COMPLETE THE FOLLOWING:
[1] In the guide to moving to Orono, what minimum lot width does the rural-residential zoning require?
[2] Pick up the Orono buyer's guide after its final paragraph and carry it further.

Moving to Orono, MN — What I Tell Privacy-First Buyers
7 min read · Published July 2026 · By Bryce Caldwell

Orono, Minnesota is the Lake Minnetonka town for privacy-first, established-wealth buyers who want wooded acreage, a long private drive, and their own top-rated school district over a walkable downtown. Much of the city is zoned for a five-acre minimum lot, the homes sit on quiet north-shore bays like Crystal Bay and Stubbs Bay, children attend Orono Public Schools (ISD 278), and downtown Minneapolis is about 25-30 minutes east. The median home price is roughly $1,650,000, and the best lakefront parcels rarely list twice in a decade.
What does it cost to buy in Orono?
The median home price in Orono is about $1,650,000, and homes take roughly 72 days to sell — slow by design, because inventory is thin and the best parcels almost never come up. Below about $1M you are mostly in the town's non-lakefront homes; the wooded estates and lakefront addresses on Crystal Bay and the north arm frequently run past $4 million.
Orono runs on low volume. A normal season here is a few dozen active listings, not hundreds, so when a north-shore estate lists, the buyers who are pre-approved and ready to tour on short notice are the ones who get it.
A lot of that price is land, not house. Away from the shoreline, much of Orono is zoned rural-residential with a five-acre minimum lot, so you are buying acreage and privacy as much as square footage — a different math than a smaller lot in Wayzata.
How are the Orono schools?
Orono has its own school district — Orono Public Schools (ISD 278) — a small, top-tier west-metro system rather than a slice of a larger one. Niche gives the district an A+ overall grade and ranks it among Minnesota's best. Orono Senior High School — the district's only high school — is ranked #9 in Minnesota and #665 nationally by U.S. News for 2025-26, with a 98% graduation rate.
Having its own district is a real draw. Families move up to Orono specifically so their kids stay in ISD 278 from kindergarten through Orono Senior High, rather than feeding into a larger neighboring system.
The district is small — well under 3,000 students PK-12, with roughly an 18-to-1 student-teacher ratio and math and reading proficiency in the low 70s percent. Orono Senior High enrolls around 945 students, so class sizes stay manageable.
Why is Orono so private?
Privacy in Orono is written into the zoning code. Away from the immediate lakeshore, much of the city is zoned rural-residential (RR-1A) with a five-acre minimum lot size and a 300-foot minimum lot width. That is why wooded acreage and long private drives are the norm here, not the exception — the rules make dense development impossible.
It shows up in who lives here. Orono is a small city of about 8,300 people with a median household income around $174,000 — more than double the national median — which is the established-wealth, low-density profile most buyers are moving here to find.
The quietest addresses sit on the north arm. Stubbs Bay, the northernmost bay on all of Lake Minnetonka, is lined with wooded lakefront estates, and 55391 — the Lake Minnetonka ZIP code Orono shares with Wayzata — ranks among the highest-income ZIP codes in the country.

RECORDED INFORMATION:
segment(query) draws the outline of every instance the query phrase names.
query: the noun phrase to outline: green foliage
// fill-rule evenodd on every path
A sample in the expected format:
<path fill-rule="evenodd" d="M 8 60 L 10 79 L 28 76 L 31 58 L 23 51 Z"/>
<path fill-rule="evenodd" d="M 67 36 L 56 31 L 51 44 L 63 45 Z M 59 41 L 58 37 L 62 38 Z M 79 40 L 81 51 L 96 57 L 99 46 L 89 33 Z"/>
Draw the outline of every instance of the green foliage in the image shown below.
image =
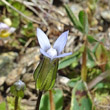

REPLIES:
[1] A 300-foot minimum lot width.

[2]
Orono holds the north and northwest shore across a string of named bays — Browns, Crystal, Maxwell, West Arm, North Arm and Stubbs — so lakefront here means many separate, quiet water settings rather than one busy shoreline.
What is the commute like from Orono?
The drive to downtown Minneapolis is about 25-30 minutes off-peak, covering roughly 18 miles. You take US Highway 12 east through Orono, which feeds onto I-394 and runs straight into the city. Transit is limited to a handful of express bus routes, and there is no light rail out here, so the car is how you leave.
That is the honest trade for the acreage. Orono is spread out and low-density, so daily errands and the commute both mean driving — there is no walk-to-the-train option the way there is closer to the city.
For a lot of my buyers, the lake is the other way out. In summer, plenty of them run the boat across the water to dinner instead of driving.
What do you actually do in Orono?
Orono's life is outdoors and on the water, not on a main street. You have the Luce Line State Trail and the paved Dakota Rail Regional Trail for biking and walking, Summit Park's swimming beach on Long Lake, Noerenberg Gardens on Crystal Bay, and boat-access-only Big Island Nature Park. For dinner, The Lake Room in Navarre and Birch's on the Lake are the anchors.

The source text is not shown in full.